— start of GIVEN PASSAGE —

And I had this amazing coach (and instructor) who would just tell me, “You know what? Enough. Just stop!  You need to just sit down!”  And so I would do that.  I would be forced to just sit down and do something else.

I would go take a walk around the track.  Or I would go sit on my knapsack – or whatever.  The point is that I learned early on that when you get stuck – when you get into a place where you can’t  do what you need to do as a dancer,  then you need to stop and do something else – because you’re just repeating the same mistake over and over again.

And I think in a lot of ways I’ve incorporated that into my life as a writer – and just in my life in general.

When something isn’t working, I stop doing it.  I try to do something else.  And then I come back to it.

I also think because I learned this at such a young age, I don’t see “writers block” as a negative thing.

I see it as a way in which my body tells me that I need a rest.  That I need a break.  Just like as a dancer,  I would keep making the same mistake over and over again – and then I’d realize that the reason why I was making a mistake over and over again was because I was tired.  I was exhausted.

Well when you write it’s not any different. We get exhausted. Our mind gets exhausted. We may not readily see that,  or experience it,  but the way in which I view that moment in time when I’m writing and I can’t really stop thinking about other things —  or I can’t seem to keep myself focused,  I see that as my body trying to tell me that I need a break.  And so, I’ll go listen to music, or I’ll go take a run, or I’ll just go watch television for a bit and then I’ll come back to it.

— end of GIVEN PASSAGE —

WHAT IS REQUIRED » Continue the passage above about treating writer's block as a sign to take a break, starting right after its last sentence.

— start of DATASET EXCERPT —

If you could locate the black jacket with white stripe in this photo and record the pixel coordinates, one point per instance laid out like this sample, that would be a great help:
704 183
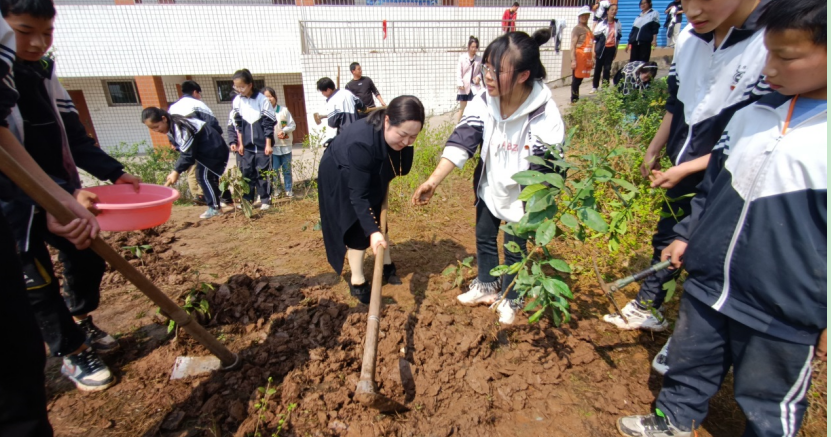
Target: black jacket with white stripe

— end of DATASET EXCERPT —

ANSWER BELOW »
And sometimes it’ll be 5 minutes later and sometimes it might be a day later.  But what I don’t do is beat myself up for needing a break.  And I definitely don’t call it a “block” —  I don’t call it a “writer’s block” —  I just call it a time for me to take a break.

I think if we see that as a positive —  as resting period – as an ability to kind of rejuvenate –  it becomes a much quicker thing to notice Number 1,  and a much quicker thing to get through Number 2. Which means you can then get back to work!   Usually with fresher eyes and a rested soul.  And with much more enthusiasm to get back to your creativity — instead of beating yourself up for having “Writer’s Block”.

So, I just wanted to share that.  I would love to hear how other people deal with this writer’s block phenomenon….

Thank you so much for stopping by —  I appreciate it so much —  and I hope you have a sweet day.

I’ll be back again soon.

Carmen

11 thoughts on “Writers Block: Never Experienced It

  1. Hi Carmen,
    I don’t know whether the very famous writers block exists or not. There have been many discussions over it. But for me, if I don’t know what to write, then I end up writing about what I don’t want to write, or why I don’t want to write, or better still how I am unable to write. I don’t know if at all this makes sense, but I do this, just to not let that ‘writer’s block’ overcome me.
    But yes, sometimes I am always very happy that there is a block, I mean a respite or shall I say break. I mean you need to break the monotony, I guess!
    So good to meet you 🙂

    Liked by 2 people

  2. me too — don’t really know Writer’s Block sa an experience. the way I see it, life proceeds with its many observations and experiences, and when something congeals from that into an inspiration I write about it. Otherwise I just keep living, observing and reading too. All of these things are themselves part of writing, so there is no block.

    Liked by 2 people

  3. I was prone to writer’s block when I started writing fictions. Then I read A LOT around, looking for advice, cure and whatever miracle can remove writer’s block completely and most of the advice I got, in summary, is that I have to be a planner. You know plot everything before writing anything. I followed that and it backfires. I couldn’t write anything at all when I started plotting because I wrote the plot so much it turned into a short story and I no longer feel like writing it longer.
    Your advice (which I’ve read elsewhere years ago) was the most effective one that worked for me. If you can’t move on then stop and do something else.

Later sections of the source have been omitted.